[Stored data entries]

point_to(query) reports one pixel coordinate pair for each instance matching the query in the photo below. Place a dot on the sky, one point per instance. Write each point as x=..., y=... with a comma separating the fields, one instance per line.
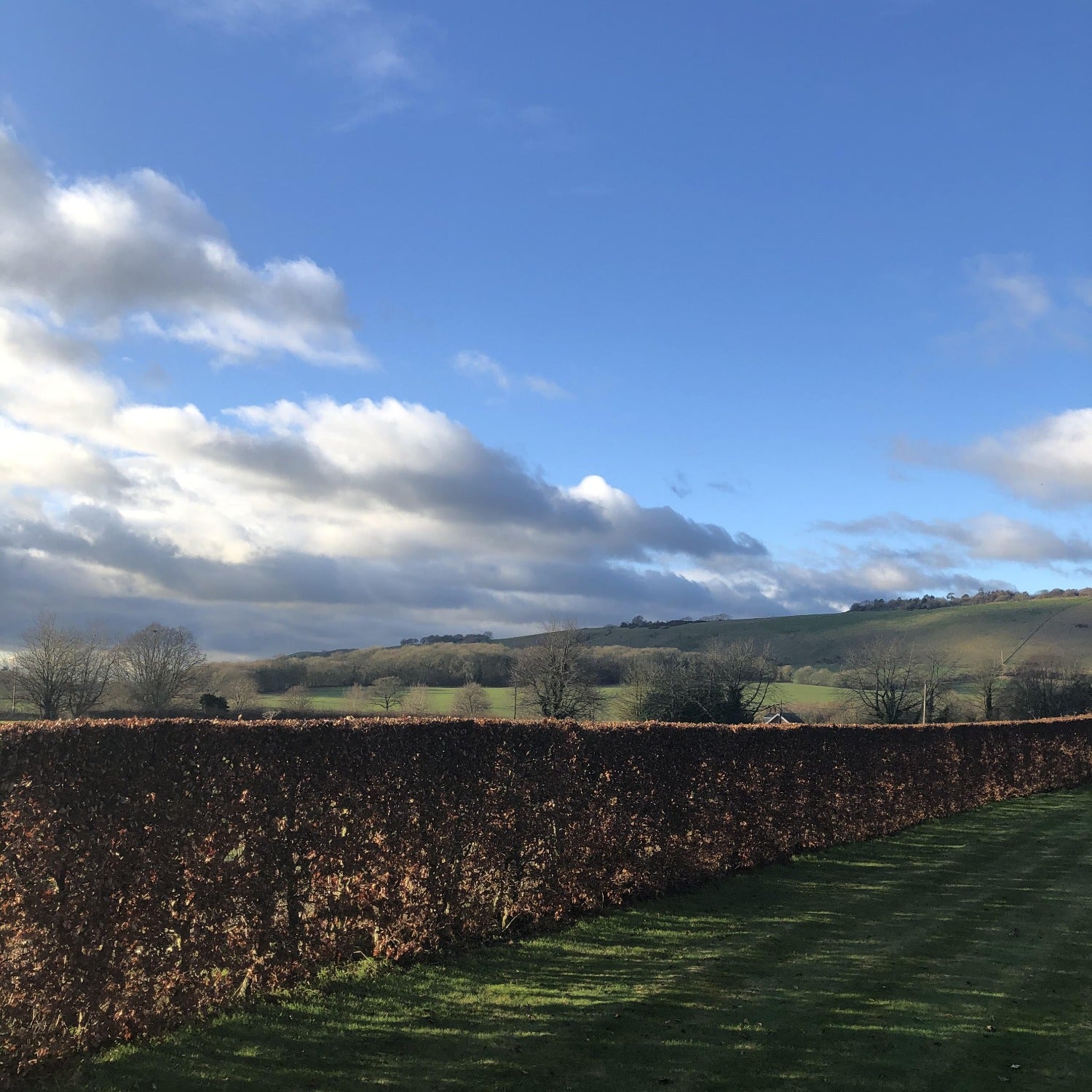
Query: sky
x=330, y=323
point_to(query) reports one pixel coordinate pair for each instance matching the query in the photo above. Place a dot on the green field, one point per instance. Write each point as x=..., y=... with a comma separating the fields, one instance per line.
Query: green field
x=331, y=700
x=954, y=956
x=970, y=635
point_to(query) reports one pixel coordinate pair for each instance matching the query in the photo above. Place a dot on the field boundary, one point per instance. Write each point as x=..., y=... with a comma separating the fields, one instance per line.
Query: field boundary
x=153, y=871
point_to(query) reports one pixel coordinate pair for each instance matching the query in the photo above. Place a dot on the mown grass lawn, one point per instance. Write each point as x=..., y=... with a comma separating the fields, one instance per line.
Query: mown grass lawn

▶ **What to work on**: Retype the data word for word, please, and keep the images out.

▶ **Response to the exercise**:
point_to(query) reports one pixel coordinate pair for each instance matching the query in the photo below. Place a dot on the sky, one point per instance. Write each point as x=..., y=... with a comma separating the fields, one instance per line.
Query: sky
x=330, y=323
point_to(query) reports one pixel coordinate pair for each instance matching the query in the photo above. Place a dot on the green field, one point per instance. Write each point as x=..., y=... with a comma separating the fields, one instance per line.
Query: green field
x=331, y=700
x=954, y=956
x=970, y=635
point_to(query) reports one pixel coordinate pair for each instance matching the query in the photo above. Place a dot on the field boundary, one point per instance. Write each point as x=..., y=... with a comma separating the fields, one instance per line.
Query: field boundary
x=153, y=871
point_to(query) reports one pixel coordinate pair for each instance matching the query in the photo above. Place a dot on the mown grass lawn, one point per instance. Write each point as x=..., y=... with a comma separating the fields, one instance per line.
Query: mown grass lawn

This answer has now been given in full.